» **Exercise objective**:
Switch every "bird in flight" in the items below to "flying bird" and write the lines out again with nothing else changed.
----- The records
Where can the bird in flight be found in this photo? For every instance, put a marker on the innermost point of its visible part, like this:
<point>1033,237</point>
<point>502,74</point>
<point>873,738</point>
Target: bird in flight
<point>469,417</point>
----------
» **Full solution**:
Where can the flying bird be found in this photo? For every instance, put a marker on the innermost point of its visible part, like this:
<point>1033,237</point>
<point>502,74</point>
<point>873,738</point>
Target: flying bird
<point>469,417</point>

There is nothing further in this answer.